### GIVEN DATA
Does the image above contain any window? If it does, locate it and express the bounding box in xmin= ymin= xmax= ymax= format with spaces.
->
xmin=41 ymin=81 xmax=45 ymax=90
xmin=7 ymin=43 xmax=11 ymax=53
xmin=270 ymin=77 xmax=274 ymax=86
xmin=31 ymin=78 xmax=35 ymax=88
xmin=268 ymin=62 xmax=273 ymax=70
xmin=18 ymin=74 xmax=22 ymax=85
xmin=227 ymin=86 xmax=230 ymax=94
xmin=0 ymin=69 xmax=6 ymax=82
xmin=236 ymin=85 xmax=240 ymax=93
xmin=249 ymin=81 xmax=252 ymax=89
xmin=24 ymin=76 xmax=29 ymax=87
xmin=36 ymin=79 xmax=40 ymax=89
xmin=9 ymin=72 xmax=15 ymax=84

### CHALLENGE
Copy every line of the entries above, character for character, without changing anything.

### THE RESPONSE
Does the image above contain any window? If it does, locate it and express the bounding box in xmin= ymin= xmax= ymax= format with spaces.
->
xmin=41 ymin=81 xmax=45 ymax=90
xmin=7 ymin=43 xmax=11 ymax=53
xmin=270 ymin=77 xmax=274 ymax=86
xmin=31 ymin=78 xmax=35 ymax=88
xmin=268 ymin=62 xmax=273 ymax=70
xmin=18 ymin=74 xmax=22 ymax=85
xmin=227 ymin=86 xmax=230 ymax=94
xmin=0 ymin=69 xmax=6 ymax=82
xmin=236 ymin=85 xmax=240 ymax=93
xmin=249 ymin=81 xmax=252 ymax=89
xmin=24 ymin=76 xmax=29 ymax=87
xmin=36 ymin=79 xmax=40 ymax=89
xmin=9 ymin=72 xmax=15 ymax=84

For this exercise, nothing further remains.